GIVEN REQUEST A –
Render the records from the line containing "chop in the picture above." through the end of the records as a two-column CSV with the columns instruction and output. Give one row per record, put each field in quotation marks, and replace any line breaks with spaces.

SELECTED TEXT –
----
0

The column name in the excel file I have is having no space, it is written as follow:

ProjectNo, ProjectName, DocNo, DescriptionOfDesign

so I want to split the column name to be lowercase and separated with _ :

project_no, project_name, doc_no, description_of_design

I tried to use re.findall

df.columns = re.findall('[A-Z][^A-Z]*', [df.columns])

the error I got:

TypeError: expected string or bytes-like object

how should I write my script in order to get the desired column names?

thanks in advance.

yangyang
  • 491
  • 4
  • 16
  • `df.columns.str.replace(some_pattern)` is the correct way to apply a regex replace pattern. `df.columns.str.extractall(some_pattern)` is how you find the pattern. – Quang Hoang Nov 09 '21 at 17:10

1 Answers1

0

In your case

df.columns=  df.columns.str.findall('[A-Z][^A-Z]*').map(lambda x : '_'.join(y.lower() for y in x) )
Out[32]: Index(['project_no', 'project_name', 'doc_no', 'description_of_design'], dtype='object')

And fix your code

df.columns.map(lambda x : re.findall('[A-Z][^A-Z]*', x))
Out[36]: 
Index([              ['Project', 'No'],             ['Project', 'Name'],
                         ['Doc', 'No'], ['Description', 'Of', 'Design']],
      dtype='object')
BENY
  • 317,841
  • 20
  • 164
  • 234
----
EXERCISE INPUT –
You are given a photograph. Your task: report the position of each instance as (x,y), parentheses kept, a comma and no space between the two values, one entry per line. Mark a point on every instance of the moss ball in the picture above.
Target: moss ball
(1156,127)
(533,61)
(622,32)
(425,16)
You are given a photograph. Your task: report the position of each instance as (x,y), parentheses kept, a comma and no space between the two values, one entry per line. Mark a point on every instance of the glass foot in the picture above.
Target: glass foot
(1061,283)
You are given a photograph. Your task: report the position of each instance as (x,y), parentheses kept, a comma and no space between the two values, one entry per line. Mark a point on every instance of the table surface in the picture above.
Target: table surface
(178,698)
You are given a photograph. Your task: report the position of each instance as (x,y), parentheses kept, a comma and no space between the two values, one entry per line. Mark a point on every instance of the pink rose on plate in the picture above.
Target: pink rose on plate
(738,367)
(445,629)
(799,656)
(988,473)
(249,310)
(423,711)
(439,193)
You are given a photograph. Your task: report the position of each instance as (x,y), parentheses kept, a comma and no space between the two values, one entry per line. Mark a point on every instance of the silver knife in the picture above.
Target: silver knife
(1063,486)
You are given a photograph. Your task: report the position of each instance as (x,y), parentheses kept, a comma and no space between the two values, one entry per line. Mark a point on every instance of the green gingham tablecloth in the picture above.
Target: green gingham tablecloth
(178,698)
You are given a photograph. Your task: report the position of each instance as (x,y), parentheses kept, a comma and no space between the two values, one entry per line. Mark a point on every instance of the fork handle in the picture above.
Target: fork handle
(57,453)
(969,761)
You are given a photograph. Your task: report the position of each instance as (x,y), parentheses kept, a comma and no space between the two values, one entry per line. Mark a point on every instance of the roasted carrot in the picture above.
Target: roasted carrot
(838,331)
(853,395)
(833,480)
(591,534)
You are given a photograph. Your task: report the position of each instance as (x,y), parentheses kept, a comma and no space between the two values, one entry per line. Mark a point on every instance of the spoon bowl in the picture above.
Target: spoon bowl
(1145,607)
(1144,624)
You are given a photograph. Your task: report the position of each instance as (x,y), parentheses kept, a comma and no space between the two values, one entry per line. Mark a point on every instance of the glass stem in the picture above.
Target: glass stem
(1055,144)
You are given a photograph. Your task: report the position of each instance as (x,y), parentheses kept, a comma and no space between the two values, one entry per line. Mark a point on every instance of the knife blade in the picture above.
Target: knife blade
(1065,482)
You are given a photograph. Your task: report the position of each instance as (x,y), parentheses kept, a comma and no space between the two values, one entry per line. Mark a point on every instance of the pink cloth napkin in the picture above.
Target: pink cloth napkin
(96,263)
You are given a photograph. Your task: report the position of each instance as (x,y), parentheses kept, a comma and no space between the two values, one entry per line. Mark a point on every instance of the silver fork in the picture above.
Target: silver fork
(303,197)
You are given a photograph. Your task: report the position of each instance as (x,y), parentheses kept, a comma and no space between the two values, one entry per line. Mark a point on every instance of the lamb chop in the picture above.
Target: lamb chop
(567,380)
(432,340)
----
GIVEN REQUEST B –
Reproduce the stretch of the pandas column-naming thread from "ProjectNo, ProjectName, DocNo, DescriptionOfDesign" through "df.columns = re.findall('[A-Z][^A-Z]*', [df.columns])", replacing "DocNo" with "DocumentNo".

RESPONSE A –
instruction,output
"You are given a photograph. Your task: report the position of each instance as (x,y), parentheses kept, a comma and no space between the two values, one entry per line. Mark a point on every instance of the lamb chop in the picture above. Target: lamb chop","(567,380) (432,340)"

RESPONSE B –
ProjectNo, ProjectName, DocumentNo, DescriptionOfDesign

so I want to split the column name to be lowercase and separated with _ :

project_no, project_name, doc_no, description_of_design

I tried to use re.findall

df.columns = re.findall('[A-Z][^A-Z]*', [df.columns])